» **ЗАДАНИЕ**: Выпишите дословно часть текста о концерте «Doors» в Чикаго, начиная со слов «Джим отдал этому» и заканчивая словами «следом за маракасами.».

» **ФРАГМЕНТ ДОКУМЕНТА**:
------------------------------------------------------------

10 мая “Doors” играли в Чикаго. Джим шагал из передвижной раздевалки на сцену в сопровождении полицейских, возможно, проверяя на практике свой собственный, написанный ещё во Флориде, трактат о сексуальном неврозе толпы. Конечно, последующие его действия были преднамеренны. Джим впоследствии признавал это. Среди групп это тогда становилось модным – доводить своих фанатов до крушения стен, а ему хотелось посмотреть, сможет ли он сделать шаг дальше – ему хотелось посмотреть, сможет ли он спровоцировать бунт.
Остальные “Doors” были уже на сцене, создавая любимый всеми типично “дорзовский” музыкальный мир. Джим выпятил грудь, слегка коснулся своих длинных волос и шагнул вперёд. Он сделал шесть больших шагов к центру сцены, схватил микрофон и зарычал.
“ Гитлеровское” извержение пятнадцатитысячной силы приветствовало его, и в качестве противодействия он сказал ребятам играть все самые “возбуждающие” песни, начиная с “Неизвестного солдата”. В 1968-м году антивоенные настроения росли как на дрожжах, и эта песня была фактически запрещена к публичному исполнению, пока неистовый фильм, сделанный “Doors” для того, чтобы протолкнуть песню на телевидение, не прошёл цензуру. Эта запись достигла Тор 40, став “пробивной” песней того явления, которое потом с надеждой назовут Революцией.
Следом шло “Прорвись насквозь”, а потом – “Пять к одному”. Когда Джим кричал “Мы хотим мир, и мы хотим его сейчас” в песне “Когда музыка закончилась”, вся толпа повторяла это требование вслед за ним.
Джим отдал этому концерту всего себя, используя все известные ему приёмы: падал и прыгал, корчился в мнимой агонии, бросался на пол сцены с такой силой, что поранил бок, приставлял маракасы к соответствующему месту своих обтягивающих кожаных штанов, затем бросал их в девочек из первых рядов, расстёгивал рубашку и бросал её в зал следом за маракасами.
Было два “биса”, затем Билл Сиддонз объявил: ““Doors” уехали, они покинули это здание”.
Это было самое обычное концертное объявление, которое делали и “Beatles”, и “Rolling Stones”.
Толпа топала ногами и требовала в один голос: “Ещё, ещё, ещё, ещё, ещё, ещё, ещё…”
Кто-то балансировал на перилах балкона в позе лебедя, ныряющего с пятиметровой высоты в пропасть, в толпу, беснующуюся на бетонном полу внизу. Пульсирующий рёв голосов – и внезапная тишина, когда все в зале разом повернулись лицом к безымянному тинэйджеру, который оторвался от перил, а его руки вытянулись из плеч как крылья.

------------------------------------------------------------

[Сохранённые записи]
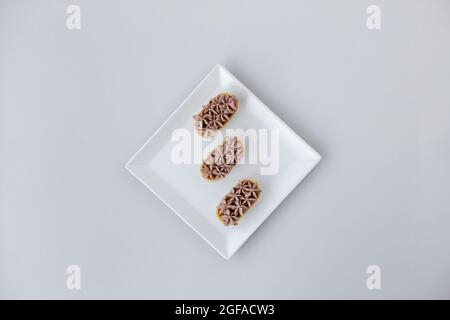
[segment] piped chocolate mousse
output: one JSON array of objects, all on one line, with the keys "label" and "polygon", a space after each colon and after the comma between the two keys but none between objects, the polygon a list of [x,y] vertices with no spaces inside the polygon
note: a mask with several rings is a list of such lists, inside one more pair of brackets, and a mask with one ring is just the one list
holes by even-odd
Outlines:
[{"label": "piped chocolate mousse", "polygon": [[258,182],[251,179],[239,181],[217,206],[217,218],[225,226],[238,225],[239,220],[255,205],[260,195]]},{"label": "piped chocolate mousse", "polygon": [[243,154],[242,142],[237,137],[227,137],[203,161],[200,173],[210,181],[222,179],[237,165]]},{"label": "piped chocolate mousse", "polygon": [[231,93],[221,93],[203,106],[192,118],[194,127],[202,137],[211,137],[222,129],[239,108],[239,100]]}]

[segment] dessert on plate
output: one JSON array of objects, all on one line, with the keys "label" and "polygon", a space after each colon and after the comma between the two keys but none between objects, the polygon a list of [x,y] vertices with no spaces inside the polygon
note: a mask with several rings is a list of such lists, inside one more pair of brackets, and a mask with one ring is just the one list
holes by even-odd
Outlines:
[{"label": "dessert on plate", "polygon": [[194,128],[202,137],[211,137],[222,129],[239,109],[239,100],[231,93],[221,93],[209,100],[194,115]]},{"label": "dessert on plate", "polygon": [[216,216],[225,226],[238,225],[239,220],[252,208],[261,195],[258,182],[251,179],[240,180],[216,209]]},{"label": "dessert on plate", "polygon": [[227,137],[202,162],[200,173],[209,181],[224,178],[237,165],[244,154],[244,145],[237,137]]}]

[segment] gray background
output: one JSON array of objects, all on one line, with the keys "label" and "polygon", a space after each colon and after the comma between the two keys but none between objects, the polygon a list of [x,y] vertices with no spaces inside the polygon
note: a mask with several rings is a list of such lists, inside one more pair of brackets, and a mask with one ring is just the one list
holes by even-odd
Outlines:
[{"label": "gray background", "polygon": [[[445,0],[0,0],[0,297],[450,298],[449,57]],[[216,63],[323,156],[230,261],[124,169]]]}]

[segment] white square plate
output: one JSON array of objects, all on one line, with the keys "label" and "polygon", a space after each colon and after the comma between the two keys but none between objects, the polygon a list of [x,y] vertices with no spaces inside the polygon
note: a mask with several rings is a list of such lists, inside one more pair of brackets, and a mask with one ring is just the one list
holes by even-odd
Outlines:
[{"label": "white square plate", "polygon": [[[225,126],[225,130],[253,128],[278,131],[279,170],[276,174],[261,174],[260,169],[267,167],[267,163],[244,163],[238,164],[224,179],[207,182],[200,176],[198,163],[176,164],[172,161],[172,150],[176,143],[171,139],[172,133],[182,128],[192,132],[194,137],[196,133],[192,116],[209,99],[222,92],[233,93],[240,102],[239,111]],[[217,143],[220,142],[211,143],[209,149]],[[314,168],[320,158],[316,151],[228,70],[216,65],[128,161],[126,168],[220,255],[228,259]],[[216,218],[215,208],[222,197],[243,178],[259,182],[261,197],[238,226],[225,227]]]}]

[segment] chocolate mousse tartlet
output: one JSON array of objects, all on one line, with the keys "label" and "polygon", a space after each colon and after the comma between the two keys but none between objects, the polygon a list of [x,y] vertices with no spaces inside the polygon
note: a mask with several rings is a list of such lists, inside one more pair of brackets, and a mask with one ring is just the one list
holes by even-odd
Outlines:
[{"label": "chocolate mousse tartlet", "polygon": [[206,158],[201,167],[202,177],[215,181],[224,178],[244,154],[244,146],[237,137],[228,137]]},{"label": "chocolate mousse tartlet", "polygon": [[202,137],[213,136],[230,121],[239,108],[239,100],[230,93],[221,93],[204,105],[192,118],[194,127]]},{"label": "chocolate mousse tartlet", "polygon": [[237,226],[238,221],[258,201],[260,195],[258,182],[250,179],[239,181],[217,206],[217,218],[226,226]]}]

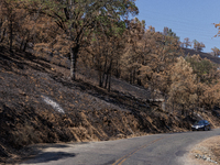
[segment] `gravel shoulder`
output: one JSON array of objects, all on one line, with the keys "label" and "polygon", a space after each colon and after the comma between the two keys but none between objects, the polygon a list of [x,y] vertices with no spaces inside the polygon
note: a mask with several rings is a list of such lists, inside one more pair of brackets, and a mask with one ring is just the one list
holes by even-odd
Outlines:
[{"label": "gravel shoulder", "polygon": [[186,156],[187,165],[220,164],[220,135],[209,138],[195,145]]}]

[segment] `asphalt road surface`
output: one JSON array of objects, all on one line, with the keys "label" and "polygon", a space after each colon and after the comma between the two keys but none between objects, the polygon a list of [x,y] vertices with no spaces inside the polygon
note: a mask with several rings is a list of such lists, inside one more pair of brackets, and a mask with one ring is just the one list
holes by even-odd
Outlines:
[{"label": "asphalt road surface", "polygon": [[22,165],[184,165],[190,148],[220,135],[211,131],[155,134],[141,138],[44,145],[35,158]]}]

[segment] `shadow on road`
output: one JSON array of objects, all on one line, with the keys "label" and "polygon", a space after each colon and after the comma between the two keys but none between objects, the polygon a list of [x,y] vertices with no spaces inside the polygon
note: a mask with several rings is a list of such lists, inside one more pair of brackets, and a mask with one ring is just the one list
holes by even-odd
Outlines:
[{"label": "shadow on road", "polygon": [[23,164],[41,164],[48,163],[51,161],[58,161],[62,158],[75,157],[75,153],[65,153],[65,152],[50,152],[41,153],[34,160],[29,160]]}]

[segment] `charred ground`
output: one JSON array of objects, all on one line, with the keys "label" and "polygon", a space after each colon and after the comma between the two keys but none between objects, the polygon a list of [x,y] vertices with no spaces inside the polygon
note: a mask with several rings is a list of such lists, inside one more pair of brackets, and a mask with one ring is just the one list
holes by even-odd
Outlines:
[{"label": "charred ground", "polygon": [[[164,112],[145,100],[148,91],[112,79],[112,90],[99,88],[90,75],[68,78],[66,65],[46,56],[0,47],[0,161],[24,156],[35,143],[116,140],[190,129],[196,117]],[[212,123],[211,113],[200,113]]]}]

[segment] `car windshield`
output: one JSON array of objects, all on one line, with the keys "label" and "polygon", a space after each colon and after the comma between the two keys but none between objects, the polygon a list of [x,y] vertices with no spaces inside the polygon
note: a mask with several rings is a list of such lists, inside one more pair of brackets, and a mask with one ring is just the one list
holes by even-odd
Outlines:
[{"label": "car windshield", "polygon": [[204,121],[202,120],[197,121],[197,122],[195,122],[195,124],[204,124]]}]

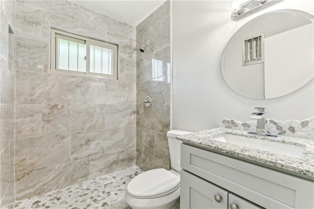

------------------------------------------------------------

» **ОТВЕТ НА ЗАДАНИЕ**:
Джим отдал этому концерту всего себя, используя все известные ему приёмы: падал и прыгал, корчился в мнимой агонии, бросался на пол сцены с такой силой, что поранил бок, приставлял маракасы к соответствующему месту своих обтягивающих кожаных штанов, затем бросал их в девочек из первых рядов, расстёгивал рубашку и бросал её в зал следом за маракасами.